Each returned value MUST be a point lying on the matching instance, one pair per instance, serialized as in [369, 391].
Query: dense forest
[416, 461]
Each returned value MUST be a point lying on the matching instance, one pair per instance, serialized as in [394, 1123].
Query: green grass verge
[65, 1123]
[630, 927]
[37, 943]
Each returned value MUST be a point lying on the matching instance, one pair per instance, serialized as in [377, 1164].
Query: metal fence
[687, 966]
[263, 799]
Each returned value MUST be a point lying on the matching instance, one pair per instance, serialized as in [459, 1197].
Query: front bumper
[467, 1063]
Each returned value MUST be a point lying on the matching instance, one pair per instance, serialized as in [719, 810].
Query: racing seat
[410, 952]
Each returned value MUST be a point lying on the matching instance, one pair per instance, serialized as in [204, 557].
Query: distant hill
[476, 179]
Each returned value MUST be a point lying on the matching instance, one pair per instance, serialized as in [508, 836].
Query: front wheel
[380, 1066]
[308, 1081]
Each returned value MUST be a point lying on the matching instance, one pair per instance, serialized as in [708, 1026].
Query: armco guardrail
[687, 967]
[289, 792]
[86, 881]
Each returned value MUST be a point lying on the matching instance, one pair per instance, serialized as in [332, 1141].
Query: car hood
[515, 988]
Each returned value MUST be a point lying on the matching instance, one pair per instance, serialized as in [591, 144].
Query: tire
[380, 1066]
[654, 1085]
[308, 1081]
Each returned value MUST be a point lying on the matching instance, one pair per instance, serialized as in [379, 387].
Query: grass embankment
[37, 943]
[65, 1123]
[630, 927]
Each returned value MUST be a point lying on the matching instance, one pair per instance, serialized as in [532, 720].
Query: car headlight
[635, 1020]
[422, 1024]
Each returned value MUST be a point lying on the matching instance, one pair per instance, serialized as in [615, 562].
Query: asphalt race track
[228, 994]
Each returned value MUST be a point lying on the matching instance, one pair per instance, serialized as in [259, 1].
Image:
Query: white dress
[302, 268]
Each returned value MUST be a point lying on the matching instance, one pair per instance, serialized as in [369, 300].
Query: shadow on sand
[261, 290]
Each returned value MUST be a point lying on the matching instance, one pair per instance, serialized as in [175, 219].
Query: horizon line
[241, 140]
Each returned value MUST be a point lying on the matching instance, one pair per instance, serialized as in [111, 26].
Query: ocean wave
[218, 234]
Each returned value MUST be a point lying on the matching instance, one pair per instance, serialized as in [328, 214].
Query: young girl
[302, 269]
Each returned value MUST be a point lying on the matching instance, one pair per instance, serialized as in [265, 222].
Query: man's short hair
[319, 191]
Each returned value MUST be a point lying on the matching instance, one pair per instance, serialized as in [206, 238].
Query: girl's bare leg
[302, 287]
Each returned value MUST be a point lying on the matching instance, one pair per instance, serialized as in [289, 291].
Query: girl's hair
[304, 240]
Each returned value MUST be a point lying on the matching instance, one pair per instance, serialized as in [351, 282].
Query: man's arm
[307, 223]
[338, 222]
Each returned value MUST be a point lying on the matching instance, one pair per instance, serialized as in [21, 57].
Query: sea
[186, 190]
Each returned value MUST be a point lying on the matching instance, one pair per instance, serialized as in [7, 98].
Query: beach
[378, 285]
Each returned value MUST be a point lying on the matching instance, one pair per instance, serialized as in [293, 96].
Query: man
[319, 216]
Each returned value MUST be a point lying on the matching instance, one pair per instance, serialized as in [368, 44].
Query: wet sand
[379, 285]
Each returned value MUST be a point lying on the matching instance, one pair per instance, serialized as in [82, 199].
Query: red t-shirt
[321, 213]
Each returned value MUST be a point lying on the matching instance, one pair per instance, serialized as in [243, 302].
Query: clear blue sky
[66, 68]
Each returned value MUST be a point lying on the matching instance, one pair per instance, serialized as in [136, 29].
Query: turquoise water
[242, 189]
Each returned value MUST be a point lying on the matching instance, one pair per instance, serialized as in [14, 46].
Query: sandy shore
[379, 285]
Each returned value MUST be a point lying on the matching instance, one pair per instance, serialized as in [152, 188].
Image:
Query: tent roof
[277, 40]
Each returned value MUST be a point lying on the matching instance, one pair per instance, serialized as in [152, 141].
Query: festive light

■ ■ ■ ■ ■ ■ ■

→ **What is required**
What you give back should be the full listing, copied exactly.

→ **The answer**
Each returned value MUST be a point lying on the matching instance, one pair per instance, serialized as in [369, 391].
Query: dense forest
[416, 461]
Each returned value MUST be a point lying on the matching instance, one pair per instance, serialized as in [394, 1123].
Query: green grass verge
[65, 1123]
[630, 927]
[37, 943]
Each returned value MUST be a point lying on the matching instance, one pair per instance, serialized as in [377, 1164].
Query: metal fence
[687, 966]
[263, 799]
Each returned value MUST be a point lying on the matching instance, one pair per instance, serialized as in [459, 1197].
Query: front bumper
[467, 1063]
Each returned value MUST be a point lying on the matching instance, one pair per instance, serialized as in [719, 810].
Query: racing seat
[410, 952]
Each returned value MUST be a point lying on the matching instance, one pair per instance, serialized as in [204, 557].
Query: distant hill
[476, 179]
Each returned value MUST be a point lying on the matching instance, one pair per instance, serialized as in [508, 836].
Query: front wheel
[380, 1066]
[308, 1081]
Each returned value MUST be a point lying on the matching instance, one pair per instance, serialized as in [708, 1026].
Query: armco guardrail
[687, 967]
[289, 792]
[86, 881]
Each returned value MUST be a point lying on the matching instance, one pair per instance, serialized as in [332, 1141].
Query: car hood
[515, 988]
Each returned value MUST be a point lying on the matching instance, one pair per instance, serialized as in [591, 144].
Query: tire
[380, 1066]
[654, 1085]
[308, 1081]
Each returned value MUST be a point lying on the matching instance, one pair per instance, serialized as in [379, 387].
Query: grass embankment
[37, 943]
[65, 1123]
[630, 927]
Each returned value MUST be a point lying on the matching instance, one pair per instance, serialized as in [532, 720].
Query: car headlight
[635, 1020]
[422, 1024]
Each returned value MUST be a point lying on the matching instance, one pair per instance, serialized as in [615, 562].
Query: asphalt race track
[228, 994]
Each returned value MUST be a point lying on the matching instance, one pair per instance, serialized as in [259, 1].
Image:
Query: white dress
[302, 268]
Each returned value MUST be a point lying on the matching instance, one pair per instance, serialized as in [369, 300].
Query: shadow on sand
[261, 290]
Each returned value MUST be a point lying on the matching instance, one pair per instance, serialized as in [175, 219].
Query: horizon line
[241, 140]
Each returned value MUST be a point lying on the matching instance, one pair per instance, serialized as in [111, 26].
Query: ocean wave
[218, 234]
Each returned value MUST be a point lying on the matching instance, one pair per instance, serialized as in [328, 214].
Query: young girl
[302, 269]
Each returned value MUST be a point lying on the matching instance, one pair per instance, serialized as in [265, 222].
Query: man's short hair
[319, 191]
Each returned value MUST be a point lying on the matching instance, one pair per instance, serialized as in [206, 238].
Query: girl's bare leg
[302, 287]
Each returned value MUST be a point lying on the matching instance, one pair per instance, serialized as in [289, 291].
Query: girl's hair
[304, 240]
Each returned value MUST be a point lying on the matching instance, one pair per instance, serialized as in [351, 282].
Query: man's arm
[307, 223]
[338, 222]
Each returned value MUST be a point lying on the matching instance, one pair per instance, serialized as in [21, 57].
Query: sea
[186, 190]
Each returned value MUST be a point lying on the matching instance, one pair per instance, serialized as in [7, 98].
Query: beach
[378, 285]
Each returned value MUST be a point lying on the matching instance, one pair per instance, serialized as in [293, 96].
Query: man
[319, 216]
Each returned value MUST be a point lying on the matching instance, one pair per instance, serialized as in [368, 44].
Query: wet sand
[379, 285]
Each returned value MUST be a point lying on the matching instance, one pair per instance, serialized as in [82, 199].
Query: red t-shirt
[321, 213]
Each returned value MUST be a point lying on the matching instance, one pair per instance, serialized as in [243, 302].
Query: clear blue sky
[66, 68]
Each returned value MUST be a point lying on the matching instance, one pair per instance, serialized as in [136, 29].
Query: turquoise water
[242, 189]
Each returned value MUST be a point lying on the matching instance, one pair per instance, serialized as in [14, 46].
Query: sandy shore
[379, 285]
Each returned value MUST be a point lying on the matching instance, one pair per instance, serialized as in [152, 188].
Image:
Query: tent roof
[277, 40]
Each returned value MUST be a point lying on the matching instance, one pair per instance, serialized as in [152, 141].
Query: festive light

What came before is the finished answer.